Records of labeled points
☆ ☆ ☆ ☆ ☆

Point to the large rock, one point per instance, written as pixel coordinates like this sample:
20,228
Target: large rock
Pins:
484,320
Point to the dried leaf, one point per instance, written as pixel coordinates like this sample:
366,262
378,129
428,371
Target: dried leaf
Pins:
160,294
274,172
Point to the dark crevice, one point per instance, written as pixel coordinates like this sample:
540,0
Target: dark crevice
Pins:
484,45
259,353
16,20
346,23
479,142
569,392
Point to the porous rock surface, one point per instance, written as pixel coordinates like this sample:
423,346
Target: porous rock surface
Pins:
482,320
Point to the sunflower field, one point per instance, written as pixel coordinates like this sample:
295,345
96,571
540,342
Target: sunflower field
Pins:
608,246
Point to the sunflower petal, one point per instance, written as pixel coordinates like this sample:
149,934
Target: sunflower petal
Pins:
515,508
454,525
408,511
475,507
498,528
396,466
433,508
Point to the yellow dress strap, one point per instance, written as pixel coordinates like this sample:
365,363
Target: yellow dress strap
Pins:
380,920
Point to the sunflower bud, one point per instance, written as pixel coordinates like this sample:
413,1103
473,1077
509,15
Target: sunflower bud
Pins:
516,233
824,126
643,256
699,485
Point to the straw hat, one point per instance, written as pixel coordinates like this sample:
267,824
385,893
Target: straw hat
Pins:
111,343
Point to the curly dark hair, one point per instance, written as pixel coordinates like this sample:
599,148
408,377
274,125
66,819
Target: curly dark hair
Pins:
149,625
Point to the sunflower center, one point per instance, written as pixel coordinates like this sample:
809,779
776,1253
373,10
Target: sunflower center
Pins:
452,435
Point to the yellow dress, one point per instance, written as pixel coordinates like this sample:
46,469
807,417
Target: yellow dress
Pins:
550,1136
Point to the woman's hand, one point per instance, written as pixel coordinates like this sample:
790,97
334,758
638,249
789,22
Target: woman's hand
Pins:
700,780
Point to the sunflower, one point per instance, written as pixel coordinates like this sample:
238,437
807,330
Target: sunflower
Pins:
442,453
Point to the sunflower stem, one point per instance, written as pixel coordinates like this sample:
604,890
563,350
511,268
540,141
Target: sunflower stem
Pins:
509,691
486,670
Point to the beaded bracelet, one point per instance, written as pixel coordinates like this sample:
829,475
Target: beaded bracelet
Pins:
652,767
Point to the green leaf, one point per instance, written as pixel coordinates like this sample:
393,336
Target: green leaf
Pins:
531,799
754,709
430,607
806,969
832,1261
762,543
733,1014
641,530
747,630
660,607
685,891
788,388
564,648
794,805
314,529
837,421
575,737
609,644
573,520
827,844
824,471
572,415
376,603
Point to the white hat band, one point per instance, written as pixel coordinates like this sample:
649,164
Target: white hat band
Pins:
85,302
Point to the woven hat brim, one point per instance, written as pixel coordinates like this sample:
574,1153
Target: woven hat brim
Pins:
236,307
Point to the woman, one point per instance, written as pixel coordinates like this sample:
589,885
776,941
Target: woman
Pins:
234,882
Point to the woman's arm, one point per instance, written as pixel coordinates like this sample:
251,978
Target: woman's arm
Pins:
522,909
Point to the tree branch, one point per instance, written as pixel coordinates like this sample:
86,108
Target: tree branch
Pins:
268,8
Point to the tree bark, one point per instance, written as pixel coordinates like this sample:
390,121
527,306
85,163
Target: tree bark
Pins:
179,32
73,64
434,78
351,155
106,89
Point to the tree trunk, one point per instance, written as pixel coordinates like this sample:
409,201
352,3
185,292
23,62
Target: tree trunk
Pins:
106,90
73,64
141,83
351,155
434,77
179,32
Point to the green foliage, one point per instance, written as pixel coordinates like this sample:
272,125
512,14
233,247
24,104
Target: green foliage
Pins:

☆ ☆ ☆ ☆ ☆

◆ THE PROBLEM:
Faithfully transcribe the whole of the data.

◆ ANSWER BELOW:
Point to the large rock, one point per instance, written as pixel coordinates like this sample:
20,228
Target: large rock
Pins:
484,320
Point to the dried leaf, one point per instance, written as pixel coordinates like this sample:
366,262
378,129
428,371
Target: dried leaf
Pins:
160,294
274,172
Point to the dark crevice, one point per instance, written as pixel coordinates like this sample:
540,0
Target: dark crevice
Pins:
484,45
259,353
16,20
346,23
479,142
569,392
Point to the porous rock surface, one point per instance, written as pixel coordinates like this sample:
423,346
Target: porous rock surface
Pins:
482,320
Point to the sunflower field, one point per instance, written as pixel coordinates like this sample:
295,345
96,571
540,342
Target: sunflower field
Pins:
608,246
Point to the sunflower petal, one point per instance, written as pixel coordinates like this sample:
149,934
Target: sunflower petal
Pins:
515,508
454,525
408,511
475,507
498,528
396,466
433,508
Point to the yellow dress strap, one point per instance, written as pixel coordinates like this sample:
365,363
Target: yellow dress strap
Pins:
380,920
Point to the sunflower bud, one point per instance, written as pixel coordinates like this sample:
413,1103
473,1077
509,15
Target: sunflower bud
Pins:
516,233
824,126
643,256
699,485
Point to the straw hat, one point per instance, written as pixel coordinates like this sample:
267,824
385,893
Target: straw hat
Pins:
111,343
Point to the curly dark hair, one point per instance, written as pixel coordinates like this sample:
599,148
408,377
274,125
66,819
Target: curly dark hair
Pins:
149,625
Point to the sunflower center, one point per instance, written as pixel coordinates like this sample:
809,779
776,1253
373,10
Target: sunflower center
Pins:
452,435
Point to the yellow dress, one point per instance, written as pixel coordinates like this sample:
46,469
807,417
Target: yellow dress
Pins:
550,1136
Point to the woman's hand, one point per instance, written as pixel coordinates like this sample:
790,97
334,758
638,249
789,22
Target: woman's hand
Pins:
700,780
Point to the sunflower, one point per instance, written as pixel coordinates like this sample:
238,437
807,330
Target: sunflower
Pins:
442,453
Point to the sunflower stem, one point per instance, written as pixel coordinates like this sample:
604,890
563,350
511,268
540,141
Target: sunflower stem
Pins:
509,691
486,670
Point to the beaded bracelet, one point per instance, written as pixel coordinates like this sample:
829,475
Target: beaded bracelet
Pins:
652,767
Point to the green leaf, one point per instance, written as pixel coordinates like this sample:
393,336
Target: green leaf
Pins:
531,799
754,709
430,607
806,969
832,1261
762,543
733,1014
641,530
747,630
660,607
685,891
788,388
564,648
794,805
314,529
837,421
575,737
609,644
573,520
827,844
824,471
572,415
376,603
Point to the white hat band, one point per instance, written as pixel coordinates like this sample:
649,164
Target: white hat band
Pins:
85,302
Point to the woven hat brim, one point per instance, written as pixel coordinates like this sample:
574,1153
Target: woven hat brim
Pins:
236,307
Point to the woman, one point per instance, written as pixel coordinates like this sample:
589,885
776,941
Target: woman
Pins:
234,882
Point to the woman's arm, one point per instance, written as pixel coordinates like this sample:
251,978
Target: woman's arm
Pins:
522,909
Point to the tree branch, one point per instance, written as pixel coordinates like this sample:
86,108
Target: tree branch
Pins:
268,8
Point to the tree bark, one point per instance, written as pixel coordinates like this sample:
390,121
527,306
85,163
Target: tree bark
Pins:
179,32
73,64
434,78
351,155
106,89
Point to the tree trunk, one point per instance, written as pixel coordinates like this sample:
409,201
352,3
185,292
23,62
Target: tree trunk
Pins:
106,90
73,64
141,83
351,155
434,77
179,32
Point to the green foliage, one point per instance, written as pixel coordinates like this sample:
272,125
512,14
233,247
24,104
Target: green foliage
Pins:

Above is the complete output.